> _Selected excerpt_:
■ ■ ■ ■ ■
News Analysis
SAN FRANCISCO—More and more San Francisco parents are willing to pay to send their children to private schools for 7th to 12th grades, according to an analysis of private school enrollment data collected by the California Education Department.
Enrollment in grades 7 through 12 in private schools in San Francisco has been mostly trending upward since the 2014–2015 school year. Such enrollment increased from 11,102 in 2015 to 12,315 in 2024, according to data obtained by The Epoch Times.
In the same period, private school enrollment for grades K through 6 in the city dropped from 13,117 in 2015 to 11,755 in 2024.
Both trends started a year after the San Francisco Unified School District (SFUSD) adopted a controversial policy in 2014 eliminating Algebra I in 8th grade.
The trends could mean that middle-class families in San Francisco are shifting their limited resources to allow their children to attend private schools when they’re older rather than in elementary school.
■ ■ ■ ■ ■
> _Task A_:
In the news analysis on San Francisco private school enrollment, write out the passage starting at "In the same" and ending at "in elementary school.", substituting "grade school" for "elementary school".
> _Task B_:
According to the news analysis on San Francisco private school enrollment, what policy did the San Francisco Unified School District adopt in 2014?

> _Record set_:
■ ■ ■ ■ ■
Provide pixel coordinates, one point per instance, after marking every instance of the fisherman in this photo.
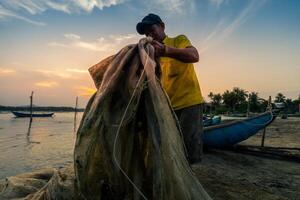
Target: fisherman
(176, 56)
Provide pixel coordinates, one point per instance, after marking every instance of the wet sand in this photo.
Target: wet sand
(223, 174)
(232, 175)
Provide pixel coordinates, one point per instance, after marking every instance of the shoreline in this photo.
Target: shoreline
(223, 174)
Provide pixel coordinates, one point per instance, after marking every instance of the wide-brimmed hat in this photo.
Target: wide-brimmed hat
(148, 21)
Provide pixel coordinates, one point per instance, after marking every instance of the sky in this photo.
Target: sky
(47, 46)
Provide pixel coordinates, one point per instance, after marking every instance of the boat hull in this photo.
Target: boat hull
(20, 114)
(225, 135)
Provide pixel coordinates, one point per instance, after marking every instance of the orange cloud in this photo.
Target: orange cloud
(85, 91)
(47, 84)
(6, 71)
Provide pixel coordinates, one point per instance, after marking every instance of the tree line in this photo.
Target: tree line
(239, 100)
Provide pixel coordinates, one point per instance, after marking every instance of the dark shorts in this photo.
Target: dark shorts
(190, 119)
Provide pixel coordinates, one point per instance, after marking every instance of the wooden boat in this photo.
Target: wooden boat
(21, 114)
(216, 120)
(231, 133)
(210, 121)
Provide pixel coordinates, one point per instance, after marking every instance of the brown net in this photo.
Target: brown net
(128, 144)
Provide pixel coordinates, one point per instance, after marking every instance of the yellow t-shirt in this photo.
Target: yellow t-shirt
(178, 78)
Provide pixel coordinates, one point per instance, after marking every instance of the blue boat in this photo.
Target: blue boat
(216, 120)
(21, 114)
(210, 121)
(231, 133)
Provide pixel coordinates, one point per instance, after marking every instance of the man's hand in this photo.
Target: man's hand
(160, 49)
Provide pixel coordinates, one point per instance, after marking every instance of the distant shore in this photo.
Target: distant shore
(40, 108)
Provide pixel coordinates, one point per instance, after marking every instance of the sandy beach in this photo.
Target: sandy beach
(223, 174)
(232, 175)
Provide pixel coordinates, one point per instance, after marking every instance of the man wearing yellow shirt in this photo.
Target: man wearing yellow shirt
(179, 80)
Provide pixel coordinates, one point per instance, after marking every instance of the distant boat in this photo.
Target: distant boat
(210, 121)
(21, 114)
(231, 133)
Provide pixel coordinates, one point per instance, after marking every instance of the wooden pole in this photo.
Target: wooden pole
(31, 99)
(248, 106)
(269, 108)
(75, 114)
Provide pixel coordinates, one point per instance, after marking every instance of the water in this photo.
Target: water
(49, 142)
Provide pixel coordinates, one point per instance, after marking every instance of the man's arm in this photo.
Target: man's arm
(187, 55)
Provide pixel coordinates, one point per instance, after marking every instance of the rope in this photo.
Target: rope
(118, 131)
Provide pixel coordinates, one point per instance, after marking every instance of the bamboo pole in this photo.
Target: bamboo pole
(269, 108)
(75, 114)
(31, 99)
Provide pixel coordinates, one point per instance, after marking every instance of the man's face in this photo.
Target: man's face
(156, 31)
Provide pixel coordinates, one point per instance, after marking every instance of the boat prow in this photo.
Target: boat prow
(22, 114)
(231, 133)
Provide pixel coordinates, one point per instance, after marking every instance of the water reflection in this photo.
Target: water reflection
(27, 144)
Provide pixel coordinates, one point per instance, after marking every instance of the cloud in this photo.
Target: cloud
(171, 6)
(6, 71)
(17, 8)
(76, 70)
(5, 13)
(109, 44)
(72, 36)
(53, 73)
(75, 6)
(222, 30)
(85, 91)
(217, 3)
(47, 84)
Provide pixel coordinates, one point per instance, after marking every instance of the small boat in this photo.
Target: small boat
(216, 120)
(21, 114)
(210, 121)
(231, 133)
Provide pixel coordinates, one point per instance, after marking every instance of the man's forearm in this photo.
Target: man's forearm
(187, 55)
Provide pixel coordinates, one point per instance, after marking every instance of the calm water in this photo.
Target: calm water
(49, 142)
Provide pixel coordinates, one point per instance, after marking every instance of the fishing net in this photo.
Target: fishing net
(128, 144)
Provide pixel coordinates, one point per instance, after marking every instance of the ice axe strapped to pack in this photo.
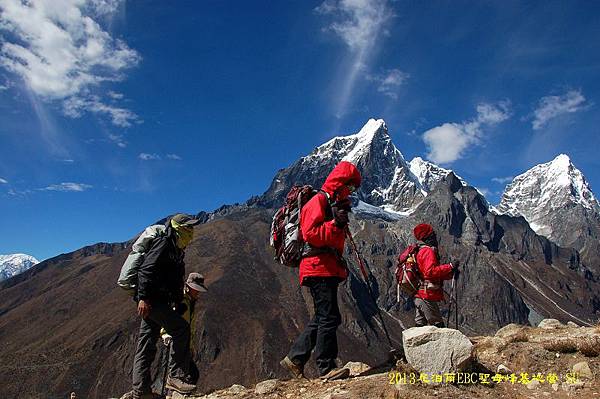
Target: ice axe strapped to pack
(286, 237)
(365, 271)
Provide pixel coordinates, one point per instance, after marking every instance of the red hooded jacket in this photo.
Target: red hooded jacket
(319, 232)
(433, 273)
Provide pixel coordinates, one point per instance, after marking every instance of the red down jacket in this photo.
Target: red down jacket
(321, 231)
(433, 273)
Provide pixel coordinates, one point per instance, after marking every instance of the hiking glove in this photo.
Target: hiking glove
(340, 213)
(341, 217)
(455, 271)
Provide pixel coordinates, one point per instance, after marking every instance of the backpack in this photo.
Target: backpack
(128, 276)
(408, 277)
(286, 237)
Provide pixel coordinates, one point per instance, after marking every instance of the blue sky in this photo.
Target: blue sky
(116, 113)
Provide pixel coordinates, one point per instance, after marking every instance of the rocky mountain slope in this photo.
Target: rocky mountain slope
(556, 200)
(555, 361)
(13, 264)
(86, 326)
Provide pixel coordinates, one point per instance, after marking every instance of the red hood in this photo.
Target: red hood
■ ■ ■ ■ ■
> _Response box A_:
In the same period, private school enrollment for grades K through 6 in the city dropped from 13,117 in 2015 to 11,755 in 2024.
Both trends started a year after the San Francisco Unified School District (SFUSD) adopted a controversial policy in 2014 eliminating Algebra I in 8th grade.
The trends could mean that middle-class families in San Francisco are shifting their limited resources to allow their children to attend private schools when they’re older rather than in grade school.

> _Response box B_:
It adopted a policy eliminating Algebra I in 8th grade.